[EXTRAIT À LIRE]
· · · · ·

Présidentielle 2022 : l’abstention serait-elle maîtresse des horloges des élections ?

La carte électorale avec la devise : Liberté Egalité Fraternité
En France, le vote n’est pas obligatoire. Institué en 1848, pour les hommes exclusivement, ce n’est que près d’un siècle plus tard, en 1944 que les femmes accèdent au droit de vote. C’est l’outil de démocratie majeur dont dispose les citoyens pour composer leur classe politique. Ils l’utilisent au gré des élections, le vote présidentiel étant traditionnellement le plus suivi. Mais, depuis quelques années on observe une mise en retrait marquée des électeurs qui s’abstiennent de voter. L’abstention devrait encore jouer un rôle essentiel dans l’élection présidentielle 2022.

L’abstention est au cœur de la campagne et des programmes des différents candidats quelque soit leur appartenance politique : comment convaincre les électeurs de se rendre aux urnes ? L’observation des différents scrutins de cette cinquième République marque bien une érosion certaine de l’intérêt des citoyens pour la chose politique.

L’abstention dans l’élection présidentielle de 1969 à 2017

En 2017, le 7 mai, là l’issue du scrutin présidentiel 25,44% des français inscrits sur une liste électorale n’étaient pas allés voter. Plus d’un français sur quatre donc. De quoi remonter dans le temps pour vérifier la progression de l'abstention.

En 2012, le scrutin final au second tour affichait un taux d’abstention de 19,65%. 5 ans auparavant en 2007, il était de 16,03%. Mais en 2002, ce taux était monté à 20,25%. Un taux, finalement, pratiquement équivalent au scrutin final de 1995 où il était déjà monté à 20,03%. En 1998, les français s’étaient davantage mobilisés, le taux d’abstention retenu n'était que de 15,09%. En 1981, seulement 14,01% des citoyens ne se sont pas rendus aux urnes. En 1974, le taux d’abstention est au plus bas 12,07%.

· · · · ·

[DONNÉES ENREGISTRÉES]
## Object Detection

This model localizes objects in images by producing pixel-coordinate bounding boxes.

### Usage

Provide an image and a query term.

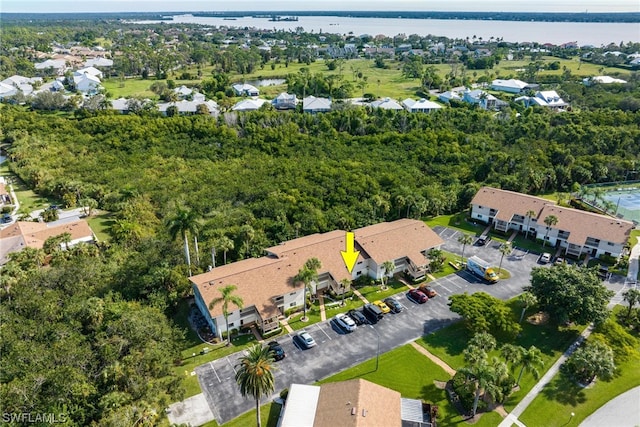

· · · · ·

[CONSIGNES]
a. Pouvez-vous traduire en anglais cette phrase de l'extrait sur l'abstention : « Mais, depuis quelques années on observe une mise en retrait marquée des électeurs qui s’abstiennent de voter. » ?
b. D'après l'extrait sur l'abstention, en quelle année les femmes ont-elles accédé au droit de vote en France ?
La liste n'intervient en rien ici.

[RÉPONSES]
a. However, for some years now, there has been a marked withdrawal of voters who abstain from voting.

b. En 1944.